PROVIDED MATERIAL:

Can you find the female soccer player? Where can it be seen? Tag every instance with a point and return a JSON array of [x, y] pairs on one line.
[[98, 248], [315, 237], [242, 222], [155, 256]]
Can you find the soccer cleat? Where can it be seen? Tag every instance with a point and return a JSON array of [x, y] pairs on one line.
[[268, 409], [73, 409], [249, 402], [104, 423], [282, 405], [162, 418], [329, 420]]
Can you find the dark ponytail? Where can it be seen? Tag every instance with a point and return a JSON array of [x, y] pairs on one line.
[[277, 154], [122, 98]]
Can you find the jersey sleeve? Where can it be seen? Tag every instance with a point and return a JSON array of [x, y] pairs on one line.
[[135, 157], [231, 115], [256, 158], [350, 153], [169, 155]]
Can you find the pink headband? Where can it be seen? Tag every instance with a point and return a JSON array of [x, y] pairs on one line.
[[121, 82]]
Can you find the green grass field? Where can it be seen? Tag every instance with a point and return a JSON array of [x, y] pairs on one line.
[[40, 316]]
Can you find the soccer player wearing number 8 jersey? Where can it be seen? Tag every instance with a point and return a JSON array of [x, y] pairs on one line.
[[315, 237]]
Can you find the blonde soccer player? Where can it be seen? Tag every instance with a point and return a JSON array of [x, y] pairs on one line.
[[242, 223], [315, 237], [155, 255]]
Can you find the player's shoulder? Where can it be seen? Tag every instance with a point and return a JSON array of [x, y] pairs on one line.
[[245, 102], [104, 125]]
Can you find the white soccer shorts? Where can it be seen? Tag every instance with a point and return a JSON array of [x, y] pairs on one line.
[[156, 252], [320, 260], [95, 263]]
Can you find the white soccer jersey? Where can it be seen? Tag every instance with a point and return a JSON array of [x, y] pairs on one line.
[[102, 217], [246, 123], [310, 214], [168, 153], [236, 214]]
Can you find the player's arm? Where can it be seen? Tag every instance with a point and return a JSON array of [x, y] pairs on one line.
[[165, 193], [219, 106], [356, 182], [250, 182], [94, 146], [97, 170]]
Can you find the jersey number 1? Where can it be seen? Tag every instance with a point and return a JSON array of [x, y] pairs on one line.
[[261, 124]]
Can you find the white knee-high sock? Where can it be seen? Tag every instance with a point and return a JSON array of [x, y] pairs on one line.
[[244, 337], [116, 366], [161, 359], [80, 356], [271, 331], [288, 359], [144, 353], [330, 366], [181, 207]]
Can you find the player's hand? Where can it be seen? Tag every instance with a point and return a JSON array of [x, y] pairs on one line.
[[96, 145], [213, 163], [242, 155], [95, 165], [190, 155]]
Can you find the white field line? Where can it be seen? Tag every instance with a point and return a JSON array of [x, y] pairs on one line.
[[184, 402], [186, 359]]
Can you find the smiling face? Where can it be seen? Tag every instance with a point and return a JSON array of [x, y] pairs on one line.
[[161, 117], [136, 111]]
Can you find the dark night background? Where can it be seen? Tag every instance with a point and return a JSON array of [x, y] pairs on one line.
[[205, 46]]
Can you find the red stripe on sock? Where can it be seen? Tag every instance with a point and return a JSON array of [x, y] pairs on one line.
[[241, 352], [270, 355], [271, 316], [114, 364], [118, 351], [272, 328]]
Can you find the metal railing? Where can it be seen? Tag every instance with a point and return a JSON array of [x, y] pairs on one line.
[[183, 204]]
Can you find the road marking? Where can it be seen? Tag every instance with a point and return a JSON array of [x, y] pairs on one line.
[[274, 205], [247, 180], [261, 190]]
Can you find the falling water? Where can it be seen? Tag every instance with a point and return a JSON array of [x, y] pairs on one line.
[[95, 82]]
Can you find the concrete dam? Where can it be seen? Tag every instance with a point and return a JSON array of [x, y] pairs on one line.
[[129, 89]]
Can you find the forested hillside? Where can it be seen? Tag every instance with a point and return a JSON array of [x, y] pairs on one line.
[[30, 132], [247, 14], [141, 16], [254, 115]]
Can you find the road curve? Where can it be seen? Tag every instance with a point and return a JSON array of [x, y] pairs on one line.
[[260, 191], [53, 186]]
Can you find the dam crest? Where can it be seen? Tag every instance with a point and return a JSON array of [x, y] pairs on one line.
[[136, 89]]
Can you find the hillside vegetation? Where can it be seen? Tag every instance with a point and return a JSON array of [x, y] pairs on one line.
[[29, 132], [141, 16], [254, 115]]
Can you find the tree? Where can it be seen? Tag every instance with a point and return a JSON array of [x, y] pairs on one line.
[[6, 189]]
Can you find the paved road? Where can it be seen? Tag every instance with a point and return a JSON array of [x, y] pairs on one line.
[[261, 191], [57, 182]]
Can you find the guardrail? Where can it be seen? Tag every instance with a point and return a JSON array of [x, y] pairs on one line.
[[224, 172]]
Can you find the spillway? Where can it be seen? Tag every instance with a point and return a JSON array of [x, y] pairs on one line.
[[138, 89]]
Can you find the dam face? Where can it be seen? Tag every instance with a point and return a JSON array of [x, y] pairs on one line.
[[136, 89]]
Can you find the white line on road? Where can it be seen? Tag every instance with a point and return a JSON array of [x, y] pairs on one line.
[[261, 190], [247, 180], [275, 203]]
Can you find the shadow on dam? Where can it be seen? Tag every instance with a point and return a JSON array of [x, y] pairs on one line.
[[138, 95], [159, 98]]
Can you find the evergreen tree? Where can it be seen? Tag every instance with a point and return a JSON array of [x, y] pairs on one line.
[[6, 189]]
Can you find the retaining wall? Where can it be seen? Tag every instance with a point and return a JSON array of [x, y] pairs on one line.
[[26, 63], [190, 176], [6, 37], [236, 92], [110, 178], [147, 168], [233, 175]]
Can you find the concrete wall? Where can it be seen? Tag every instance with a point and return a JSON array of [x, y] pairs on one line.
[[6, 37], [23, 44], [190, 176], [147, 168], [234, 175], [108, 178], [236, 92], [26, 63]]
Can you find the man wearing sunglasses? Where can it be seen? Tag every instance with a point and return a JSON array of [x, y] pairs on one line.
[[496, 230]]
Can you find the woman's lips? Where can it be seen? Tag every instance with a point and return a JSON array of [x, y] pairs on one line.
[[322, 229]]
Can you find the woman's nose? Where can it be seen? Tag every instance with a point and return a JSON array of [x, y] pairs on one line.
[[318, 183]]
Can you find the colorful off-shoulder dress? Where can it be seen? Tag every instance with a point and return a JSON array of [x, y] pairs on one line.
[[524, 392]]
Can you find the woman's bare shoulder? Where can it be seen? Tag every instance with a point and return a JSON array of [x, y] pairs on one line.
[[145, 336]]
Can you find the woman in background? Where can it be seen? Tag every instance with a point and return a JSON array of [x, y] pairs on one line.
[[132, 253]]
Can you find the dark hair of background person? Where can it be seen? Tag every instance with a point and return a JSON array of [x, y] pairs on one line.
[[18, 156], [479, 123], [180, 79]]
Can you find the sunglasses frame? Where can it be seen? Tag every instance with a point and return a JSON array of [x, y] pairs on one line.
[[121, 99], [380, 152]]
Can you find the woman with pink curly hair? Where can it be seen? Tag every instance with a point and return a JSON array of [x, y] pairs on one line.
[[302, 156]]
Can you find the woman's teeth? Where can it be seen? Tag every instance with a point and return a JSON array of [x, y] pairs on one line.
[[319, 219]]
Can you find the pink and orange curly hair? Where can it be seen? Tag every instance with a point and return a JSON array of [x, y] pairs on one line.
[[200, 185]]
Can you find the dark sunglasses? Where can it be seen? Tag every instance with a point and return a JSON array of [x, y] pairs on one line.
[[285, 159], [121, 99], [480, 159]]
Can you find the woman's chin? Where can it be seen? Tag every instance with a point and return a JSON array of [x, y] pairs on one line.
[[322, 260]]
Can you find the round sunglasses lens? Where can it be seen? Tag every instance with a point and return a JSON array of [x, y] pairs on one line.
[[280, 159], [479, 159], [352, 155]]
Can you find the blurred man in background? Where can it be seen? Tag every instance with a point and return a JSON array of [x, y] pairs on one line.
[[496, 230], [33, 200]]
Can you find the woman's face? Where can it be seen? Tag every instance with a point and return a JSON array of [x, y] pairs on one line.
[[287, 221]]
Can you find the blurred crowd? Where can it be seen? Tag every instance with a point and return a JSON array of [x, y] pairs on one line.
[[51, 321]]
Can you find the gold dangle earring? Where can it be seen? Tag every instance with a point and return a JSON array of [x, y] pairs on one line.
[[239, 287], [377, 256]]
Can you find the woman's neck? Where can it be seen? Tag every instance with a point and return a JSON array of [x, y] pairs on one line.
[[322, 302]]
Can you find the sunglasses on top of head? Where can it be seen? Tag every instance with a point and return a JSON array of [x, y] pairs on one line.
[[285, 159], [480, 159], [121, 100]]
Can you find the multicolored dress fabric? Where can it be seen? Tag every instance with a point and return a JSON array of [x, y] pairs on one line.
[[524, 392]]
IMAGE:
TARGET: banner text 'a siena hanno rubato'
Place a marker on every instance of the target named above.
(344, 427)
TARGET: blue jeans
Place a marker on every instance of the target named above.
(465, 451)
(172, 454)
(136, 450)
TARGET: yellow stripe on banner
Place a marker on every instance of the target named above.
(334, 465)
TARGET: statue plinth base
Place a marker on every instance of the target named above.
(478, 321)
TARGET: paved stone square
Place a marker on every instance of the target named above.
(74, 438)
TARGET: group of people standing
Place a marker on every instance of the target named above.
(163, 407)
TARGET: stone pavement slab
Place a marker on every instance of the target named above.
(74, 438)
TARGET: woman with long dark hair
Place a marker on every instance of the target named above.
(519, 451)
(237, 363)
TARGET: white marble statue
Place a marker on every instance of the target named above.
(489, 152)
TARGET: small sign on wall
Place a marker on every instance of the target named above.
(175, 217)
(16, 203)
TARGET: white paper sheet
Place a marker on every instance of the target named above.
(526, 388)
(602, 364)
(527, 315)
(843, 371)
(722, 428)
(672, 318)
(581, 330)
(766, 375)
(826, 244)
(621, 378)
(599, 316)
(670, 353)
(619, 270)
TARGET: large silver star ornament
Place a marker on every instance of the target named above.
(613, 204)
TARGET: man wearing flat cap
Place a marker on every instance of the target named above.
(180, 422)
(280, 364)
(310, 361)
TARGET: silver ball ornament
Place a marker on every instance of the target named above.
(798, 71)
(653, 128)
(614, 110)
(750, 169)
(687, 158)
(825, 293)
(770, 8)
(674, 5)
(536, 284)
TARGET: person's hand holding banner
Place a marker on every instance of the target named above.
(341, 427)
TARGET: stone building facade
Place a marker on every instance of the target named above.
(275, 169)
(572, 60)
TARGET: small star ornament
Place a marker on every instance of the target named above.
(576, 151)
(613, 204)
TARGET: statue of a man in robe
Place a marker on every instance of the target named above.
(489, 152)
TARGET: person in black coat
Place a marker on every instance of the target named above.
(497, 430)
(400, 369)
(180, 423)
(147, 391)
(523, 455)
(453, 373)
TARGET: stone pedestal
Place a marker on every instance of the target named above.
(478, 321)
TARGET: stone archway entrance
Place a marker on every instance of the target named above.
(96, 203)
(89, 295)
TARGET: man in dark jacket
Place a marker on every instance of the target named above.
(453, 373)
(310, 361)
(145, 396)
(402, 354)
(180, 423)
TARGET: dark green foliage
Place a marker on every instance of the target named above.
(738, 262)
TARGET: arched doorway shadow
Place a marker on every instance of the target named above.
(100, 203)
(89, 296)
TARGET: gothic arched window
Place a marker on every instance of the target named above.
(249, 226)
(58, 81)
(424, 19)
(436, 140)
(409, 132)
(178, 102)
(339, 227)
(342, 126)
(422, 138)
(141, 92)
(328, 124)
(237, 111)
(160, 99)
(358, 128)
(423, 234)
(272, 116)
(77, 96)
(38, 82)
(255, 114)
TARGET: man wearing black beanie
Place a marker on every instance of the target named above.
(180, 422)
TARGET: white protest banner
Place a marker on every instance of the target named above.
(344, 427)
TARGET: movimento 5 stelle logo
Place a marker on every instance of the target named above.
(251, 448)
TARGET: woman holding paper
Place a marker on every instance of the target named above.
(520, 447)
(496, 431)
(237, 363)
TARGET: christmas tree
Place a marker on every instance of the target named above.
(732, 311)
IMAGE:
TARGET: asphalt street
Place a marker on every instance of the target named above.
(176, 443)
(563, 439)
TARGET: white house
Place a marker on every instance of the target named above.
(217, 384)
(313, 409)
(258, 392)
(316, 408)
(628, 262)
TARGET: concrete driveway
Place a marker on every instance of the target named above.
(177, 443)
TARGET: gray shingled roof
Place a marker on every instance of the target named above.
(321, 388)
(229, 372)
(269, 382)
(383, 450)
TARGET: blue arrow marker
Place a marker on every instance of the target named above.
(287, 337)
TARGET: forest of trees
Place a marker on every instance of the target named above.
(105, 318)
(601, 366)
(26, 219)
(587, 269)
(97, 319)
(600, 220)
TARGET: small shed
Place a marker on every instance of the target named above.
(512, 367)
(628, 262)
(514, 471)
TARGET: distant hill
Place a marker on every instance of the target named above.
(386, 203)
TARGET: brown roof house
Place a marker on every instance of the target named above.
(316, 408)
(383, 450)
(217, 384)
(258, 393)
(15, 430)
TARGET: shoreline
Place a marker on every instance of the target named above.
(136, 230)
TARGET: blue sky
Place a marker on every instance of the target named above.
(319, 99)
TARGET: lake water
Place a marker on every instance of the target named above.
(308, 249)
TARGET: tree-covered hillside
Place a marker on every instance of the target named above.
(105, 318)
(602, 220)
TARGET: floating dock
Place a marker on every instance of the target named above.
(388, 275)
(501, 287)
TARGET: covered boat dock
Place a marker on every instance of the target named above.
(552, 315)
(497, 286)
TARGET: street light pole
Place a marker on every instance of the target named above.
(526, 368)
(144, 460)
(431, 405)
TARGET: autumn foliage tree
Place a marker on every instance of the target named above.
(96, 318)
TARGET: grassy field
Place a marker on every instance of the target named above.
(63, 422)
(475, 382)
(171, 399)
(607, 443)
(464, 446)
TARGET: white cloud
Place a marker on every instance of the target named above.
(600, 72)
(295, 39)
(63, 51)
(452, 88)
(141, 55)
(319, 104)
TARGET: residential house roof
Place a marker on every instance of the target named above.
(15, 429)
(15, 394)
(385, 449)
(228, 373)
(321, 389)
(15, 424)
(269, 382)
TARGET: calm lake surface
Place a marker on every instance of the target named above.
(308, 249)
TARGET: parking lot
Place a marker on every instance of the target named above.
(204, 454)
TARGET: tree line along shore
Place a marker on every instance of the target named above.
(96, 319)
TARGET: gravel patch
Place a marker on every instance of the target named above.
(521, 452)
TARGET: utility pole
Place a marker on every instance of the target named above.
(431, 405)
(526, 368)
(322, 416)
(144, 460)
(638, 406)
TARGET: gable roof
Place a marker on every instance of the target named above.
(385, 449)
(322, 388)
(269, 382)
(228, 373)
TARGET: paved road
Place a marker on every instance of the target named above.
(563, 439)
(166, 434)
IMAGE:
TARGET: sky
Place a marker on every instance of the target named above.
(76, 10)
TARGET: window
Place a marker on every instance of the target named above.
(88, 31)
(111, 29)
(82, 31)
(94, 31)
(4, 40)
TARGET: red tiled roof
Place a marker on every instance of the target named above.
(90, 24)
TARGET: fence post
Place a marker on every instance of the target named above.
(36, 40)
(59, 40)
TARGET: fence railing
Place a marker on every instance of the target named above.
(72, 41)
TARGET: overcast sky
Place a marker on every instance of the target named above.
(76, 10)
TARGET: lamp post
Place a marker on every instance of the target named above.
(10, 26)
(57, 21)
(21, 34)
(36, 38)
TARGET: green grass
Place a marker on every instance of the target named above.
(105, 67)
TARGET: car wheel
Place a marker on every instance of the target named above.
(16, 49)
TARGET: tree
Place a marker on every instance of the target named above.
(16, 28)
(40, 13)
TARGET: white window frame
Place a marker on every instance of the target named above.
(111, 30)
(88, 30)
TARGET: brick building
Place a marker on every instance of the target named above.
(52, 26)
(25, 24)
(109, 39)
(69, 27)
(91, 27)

EXERCISE REQUIREMENTS:
Take the line with "TARGET: calm lake surface" and all lines after it through the end of the records, and write them out exactly; include nothing else.

CORRECT RESPONSE:
TARGET: calm lake surface
Place a marker on every instance of the target named above.
(308, 249)
TARGET: parking lot
Place a marker on every instance of the target named above.
(204, 454)
TARGET: tree line along shore
Place a marker on every instance of the target named above.
(96, 319)
TARGET: gravel patch
Place a marker on every instance of the target named above.
(521, 452)
TARGET: utility pole
Place a marker on every instance of the target named above.
(431, 405)
(526, 368)
(322, 416)
(144, 460)
(638, 406)
TARGET: gable roof
Place a marker on every instance of the target named above.
(385, 449)
(322, 388)
(269, 382)
(228, 373)
TARGET: paved road
Place a marker on every instance of the target named above.
(563, 439)
(166, 434)
IMAGE:
TARGET: sky
Place a marker on every instance of the target named above.
(76, 10)
TARGET: window
Place a marker on every instance of the target named above.
(88, 31)
(111, 29)
(82, 31)
(94, 31)
(4, 40)
TARGET: red tiled roof
Place a marker on every instance of the target named above.
(90, 24)
TARGET: fence post
Place a marker on every instance of the target named above.
(36, 40)
(59, 40)
TARGET: fence railing
Place a marker on every instance of the target named above.
(72, 41)
TARGET: overcast sky
Place a marker on every instance of the target named above.
(76, 10)
TARGET: lamp post
Place a marker on every instance of the target named above.
(10, 26)
(57, 21)
(21, 34)
(36, 38)
TARGET: green grass
Place a marker on every instance of the target named above.
(105, 67)
TARGET: car wheel
Place a marker on every instance of the target named above.
(16, 49)
TARGET: tree
Place a marker on every instance of the target named above.
(16, 28)
(40, 13)
TARGET: white window frame
Place a marker on every instance of the target named above.
(111, 30)
(88, 30)
TARGET: brick building
Place a marker on every instance of the target named above.
(52, 26)
(25, 24)
(109, 39)
(69, 27)
(91, 27)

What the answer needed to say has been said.